_Text to read:_
....................

We promised each other we wouldn't talk about it, but....I can't help myself. Eric and I made a very, very bad decision while in Puerto Vallarta:
we went to the Mexican circus.
I don't think this quite makes the list of things that may someday prevent me from running for public office, but it is close.
In our defense, what we didn't know is that going to the circus in Mexico is like going back in time to at least the 1930s, maybe even before.
We were expecting trapeze artists, clown acts, and maybe a parade involving fancy costumes and maybe a well-cared-for elephant or two.
What we got was nauseated. The show centered around a set of once-beautiful and majestic exotic animals that were all so beaten, drugged and exploited that they held their heads low and quietly seethed resentment, just waiting for their chance to gobble up a small Mexican child.
What made it even worse is that it was really amateurish and poorly done: a lot of the tricks didn't work, the animals disobeyed or just seemed confused. The monkeys kept breaking away from the people holding their leashes and fighting. One of the mini-ponies went renegade and ran around the circle the wrong way. The animal trainer Julio Cesar fell off the horse he was riding and was nearly trampled (that actually would have been a highlight - it was hard not to be rooting for the animals instead of the people). The white tiger that they brought out uncaged and unleashed to take photos with small children was so smacked up he kept falling asleep and the animal trainer had to keep poking him with a stick to make him put his head up for the camera.

....................

_Dataset extract:_
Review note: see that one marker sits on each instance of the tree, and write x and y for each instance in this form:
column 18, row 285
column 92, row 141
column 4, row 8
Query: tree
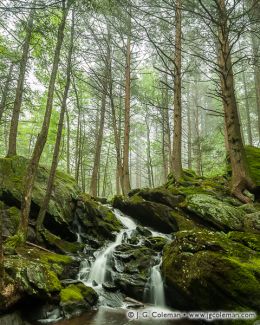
column 55, row 159
column 42, row 137
column 20, row 87
column 177, row 139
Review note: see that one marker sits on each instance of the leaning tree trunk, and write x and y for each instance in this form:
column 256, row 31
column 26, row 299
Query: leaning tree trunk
column 6, row 91
column 20, row 88
column 126, row 175
column 240, row 176
column 96, row 166
column 177, row 138
column 55, row 158
column 42, row 137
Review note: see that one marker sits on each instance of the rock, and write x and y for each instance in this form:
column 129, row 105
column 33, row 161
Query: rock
column 34, row 273
column 12, row 172
column 206, row 270
column 247, row 239
column 252, row 222
column 131, row 267
column 215, row 213
column 155, row 215
column 12, row 319
column 160, row 195
column 109, row 286
column 97, row 221
column 77, row 298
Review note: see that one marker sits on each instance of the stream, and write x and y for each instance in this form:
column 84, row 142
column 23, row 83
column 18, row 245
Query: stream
column 113, row 308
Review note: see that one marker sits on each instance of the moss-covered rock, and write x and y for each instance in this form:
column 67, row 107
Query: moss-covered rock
column 214, row 212
column 77, row 298
column 130, row 268
column 97, row 221
column 152, row 214
column 253, row 159
column 32, row 272
column 208, row 271
column 60, row 208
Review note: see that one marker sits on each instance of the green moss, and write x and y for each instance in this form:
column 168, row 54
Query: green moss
column 248, row 239
column 253, row 159
column 71, row 294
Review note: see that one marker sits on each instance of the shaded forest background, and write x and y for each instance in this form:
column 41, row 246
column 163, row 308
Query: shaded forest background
column 117, row 62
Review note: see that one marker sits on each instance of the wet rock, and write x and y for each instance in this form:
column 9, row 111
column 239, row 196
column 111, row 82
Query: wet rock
column 135, row 265
column 155, row 215
column 206, row 270
column 77, row 298
column 109, row 286
column 214, row 212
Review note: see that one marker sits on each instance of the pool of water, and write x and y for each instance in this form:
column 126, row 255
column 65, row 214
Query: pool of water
column 105, row 316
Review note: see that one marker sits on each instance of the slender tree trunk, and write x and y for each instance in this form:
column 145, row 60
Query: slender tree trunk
column 248, row 118
column 1, row 250
column 78, row 137
column 189, row 129
column 20, row 87
column 6, row 91
column 42, row 137
column 126, row 173
column 177, row 139
column 98, row 146
column 55, row 158
column 68, row 140
column 240, row 176
column 256, row 55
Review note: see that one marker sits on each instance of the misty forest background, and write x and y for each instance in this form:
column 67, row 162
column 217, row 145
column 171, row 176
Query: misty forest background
column 118, row 67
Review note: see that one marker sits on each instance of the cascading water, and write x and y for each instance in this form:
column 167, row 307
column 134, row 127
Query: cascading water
column 98, row 269
column 96, row 273
column 156, row 287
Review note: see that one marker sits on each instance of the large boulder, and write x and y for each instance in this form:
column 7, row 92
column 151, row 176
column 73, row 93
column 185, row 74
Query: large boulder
column 151, row 214
column 215, row 213
column 32, row 272
column 130, row 268
column 206, row 270
column 76, row 299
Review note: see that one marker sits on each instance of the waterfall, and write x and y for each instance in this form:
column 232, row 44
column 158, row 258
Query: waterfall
column 154, row 291
column 99, row 267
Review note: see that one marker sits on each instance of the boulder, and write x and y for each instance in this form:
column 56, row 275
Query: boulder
column 151, row 214
column 131, row 268
column 206, row 270
column 77, row 298
column 215, row 213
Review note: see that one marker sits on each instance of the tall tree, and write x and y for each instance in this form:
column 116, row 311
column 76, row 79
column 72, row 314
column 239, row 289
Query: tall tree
column 177, row 138
column 240, row 175
column 42, row 137
column 20, row 86
column 55, row 158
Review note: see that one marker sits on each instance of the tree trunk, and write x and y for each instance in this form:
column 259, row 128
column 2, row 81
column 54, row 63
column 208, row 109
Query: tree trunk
column 6, row 91
column 42, row 137
column 98, row 146
column 55, row 158
column 126, row 175
column 177, row 139
column 68, row 140
column 240, row 176
column 20, row 87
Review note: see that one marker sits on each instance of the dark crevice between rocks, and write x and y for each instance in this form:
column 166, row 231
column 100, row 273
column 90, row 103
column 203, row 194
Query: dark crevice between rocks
column 207, row 224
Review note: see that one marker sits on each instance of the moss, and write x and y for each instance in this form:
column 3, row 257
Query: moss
column 253, row 159
column 70, row 294
column 217, row 213
column 248, row 239
column 63, row 245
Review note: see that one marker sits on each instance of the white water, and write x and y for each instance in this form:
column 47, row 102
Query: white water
column 98, row 270
column 156, row 287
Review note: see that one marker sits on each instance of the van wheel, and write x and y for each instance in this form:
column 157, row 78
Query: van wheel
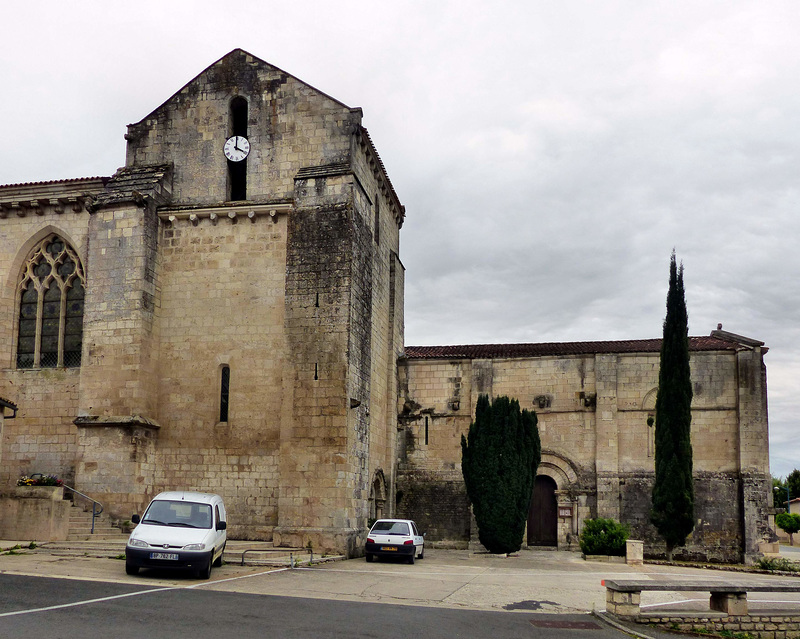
column 218, row 562
column 204, row 572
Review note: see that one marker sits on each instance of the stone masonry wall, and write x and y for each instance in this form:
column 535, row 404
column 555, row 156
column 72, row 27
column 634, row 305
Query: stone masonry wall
column 290, row 126
column 42, row 438
column 223, row 305
column 593, row 413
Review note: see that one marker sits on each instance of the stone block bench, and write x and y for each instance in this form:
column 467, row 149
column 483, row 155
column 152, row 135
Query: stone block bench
column 623, row 596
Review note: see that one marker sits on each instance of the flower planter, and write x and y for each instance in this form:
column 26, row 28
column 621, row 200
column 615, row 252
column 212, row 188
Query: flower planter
column 39, row 492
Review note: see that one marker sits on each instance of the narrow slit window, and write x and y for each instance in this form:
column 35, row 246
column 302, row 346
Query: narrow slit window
column 237, row 171
column 377, row 220
column 224, row 393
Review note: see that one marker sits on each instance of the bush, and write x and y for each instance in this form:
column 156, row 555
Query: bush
column 789, row 523
column 39, row 480
column 604, row 537
column 778, row 563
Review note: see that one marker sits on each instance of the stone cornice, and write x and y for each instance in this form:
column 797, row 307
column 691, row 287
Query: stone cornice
column 120, row 421
column 50, row 198
column 231, row 213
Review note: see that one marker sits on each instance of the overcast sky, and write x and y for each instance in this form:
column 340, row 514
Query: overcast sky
column 550, row 154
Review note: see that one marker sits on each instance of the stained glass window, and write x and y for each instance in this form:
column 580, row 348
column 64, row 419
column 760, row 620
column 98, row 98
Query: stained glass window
column 51, row 307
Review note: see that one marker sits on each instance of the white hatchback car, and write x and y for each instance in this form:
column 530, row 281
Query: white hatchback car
column 395, row 538
column 179, row 530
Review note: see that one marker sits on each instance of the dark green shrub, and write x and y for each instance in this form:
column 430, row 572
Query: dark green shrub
column 789, row 523
column 778, row 563
column 604, row 537
column 499, row 458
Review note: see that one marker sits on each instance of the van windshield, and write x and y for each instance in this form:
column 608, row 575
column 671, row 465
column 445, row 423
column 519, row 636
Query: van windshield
column 178, row 513
column 390, row 527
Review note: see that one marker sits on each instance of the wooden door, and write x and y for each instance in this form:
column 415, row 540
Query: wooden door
column 543, row 514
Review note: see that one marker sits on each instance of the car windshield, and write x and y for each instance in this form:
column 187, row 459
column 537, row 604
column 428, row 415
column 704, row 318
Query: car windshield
column 178, row 513
column 391, row 527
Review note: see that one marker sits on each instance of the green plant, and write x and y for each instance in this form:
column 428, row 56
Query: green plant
column 499, row 460
column 778, row 564
column 673, row 489
column 788, row 523
column 39, row 480
column 603, row 537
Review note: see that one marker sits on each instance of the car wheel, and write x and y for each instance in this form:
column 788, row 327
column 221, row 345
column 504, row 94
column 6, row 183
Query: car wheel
column 204, row 572
column 218, row 562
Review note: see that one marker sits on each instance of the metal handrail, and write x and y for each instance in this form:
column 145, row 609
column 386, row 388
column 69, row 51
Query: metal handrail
column 95, row 504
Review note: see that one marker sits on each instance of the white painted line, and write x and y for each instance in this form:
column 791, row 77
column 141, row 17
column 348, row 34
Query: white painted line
column 85, row 602
column 134, row 594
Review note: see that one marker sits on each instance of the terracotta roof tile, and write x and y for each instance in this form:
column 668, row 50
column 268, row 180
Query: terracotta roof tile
column 46, row 182
column 503, row 351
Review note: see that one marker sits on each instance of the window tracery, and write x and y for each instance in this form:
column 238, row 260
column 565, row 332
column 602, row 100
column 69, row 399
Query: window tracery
column 52, row 288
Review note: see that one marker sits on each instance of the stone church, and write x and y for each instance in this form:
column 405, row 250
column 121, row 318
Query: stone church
column 225, row 313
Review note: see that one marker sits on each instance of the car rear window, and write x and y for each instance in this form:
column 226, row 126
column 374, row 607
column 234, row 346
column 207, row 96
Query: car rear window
column 391, row 527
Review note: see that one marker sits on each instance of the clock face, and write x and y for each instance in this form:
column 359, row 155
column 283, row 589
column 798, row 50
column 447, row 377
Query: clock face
column 236, row 148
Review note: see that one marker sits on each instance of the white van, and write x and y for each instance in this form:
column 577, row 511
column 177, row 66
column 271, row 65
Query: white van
column 178, row 530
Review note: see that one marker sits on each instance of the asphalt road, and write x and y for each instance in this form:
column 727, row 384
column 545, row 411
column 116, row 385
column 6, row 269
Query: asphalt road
column 41, row 607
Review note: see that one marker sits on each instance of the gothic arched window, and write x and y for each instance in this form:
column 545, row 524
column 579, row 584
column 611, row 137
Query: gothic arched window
column 51, row 307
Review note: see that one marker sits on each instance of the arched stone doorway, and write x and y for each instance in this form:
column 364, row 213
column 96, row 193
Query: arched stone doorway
column 543, row 513
column 377, row 495
column 565, row 502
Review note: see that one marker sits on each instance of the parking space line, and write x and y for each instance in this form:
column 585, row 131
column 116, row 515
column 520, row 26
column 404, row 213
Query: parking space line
column 133, row 594
column 85, row 602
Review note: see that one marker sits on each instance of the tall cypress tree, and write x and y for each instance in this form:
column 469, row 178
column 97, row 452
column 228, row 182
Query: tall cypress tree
column 499, row 462
column 673, row 490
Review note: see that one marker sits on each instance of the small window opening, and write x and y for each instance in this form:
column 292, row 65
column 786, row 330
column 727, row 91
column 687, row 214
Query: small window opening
column 224, row 393
column 237, row 171
column 377, row 220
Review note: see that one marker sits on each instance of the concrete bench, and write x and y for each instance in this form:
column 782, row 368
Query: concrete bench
column 623, row 596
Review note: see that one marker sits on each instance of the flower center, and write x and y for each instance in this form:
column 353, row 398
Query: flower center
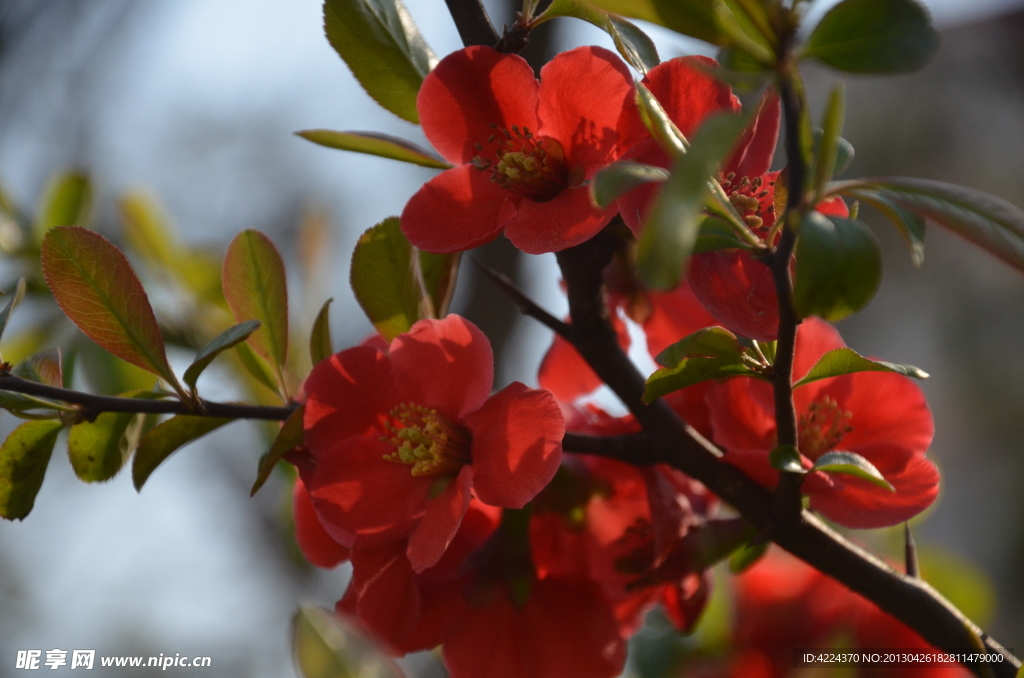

....................

_Challenge A:_ In the Mexican circus account, transcribe the passage starting with "I don't think" and going on through "small Mexican child.".
_Challenge B:_ According to the Mexican circus account, why did the animal trainer keep poking the white tiger with a stick? Answer in one to three sentences.
_Challenge C:_ Resume the Mexican circus account after its final sentence.
The data has nothing to do with what is asked here.

_Written reply A:_
I don't think this quite makes the list of things that may someday prevent me from running for public office, but it is close.
In our defense, what we didn't know is that going to the circus in Mexico is like going back in time to at least the 1930s, maybe even before.
We were expecting trapeze artists, clown acts, and maybe a parade involving fancy costumes and maybe a well-cared-for elephant or two.
What we got was nauseated. The show centered around a set of once-beautiful and majestic exotic animals that were all so beaten, drugged and exploited that they held their heads low and quietly seethed resentment, just waiting for their chance to gobble up a small Mexican child.

_Written reply B:_ The white tiger, brought out uncaged and unleashed for photos with small children, was so smacked up that he kept falling asleep. The trainer poked him with a stick to make him put his head up for the camera.

_Written reply C:_
There was one act that did have promise: they wheeled out an enormous steel cage in the shape of a sphere, into which went one motorcyclist. He went around and around and upside down and it was actually pretty impressive, if somewhat terrifying to watch. When he paused after his loops in the sphere, he was joined by a second motorcyclist, and the two of them zoomed around inside the sphere miraculously not creating a spectacular fireball collision. And then, to my horror, they were joined by a third motorcyclist. Amazingly, after a few minutes of zooming they all emerged alive.
Then came the blow: the three motorcyclists came out to take a bow and took off their helmets and they looked to be 11, 13 and 15 years old. Probably brothers. Definitely none of them was over 16 years old. And then they walked out into the audience with their helmets and begged for money. I wanted to cry.
We were so devastated and ill from this nightmare circus that we thought about leaving early, but I kept holding out hope that maybe redemption lay in the finale.
Not so.
The finale was all of the various performers from the spectacle running out into the ring waving silk flags and bowing. The end.
Let us never speak of it again.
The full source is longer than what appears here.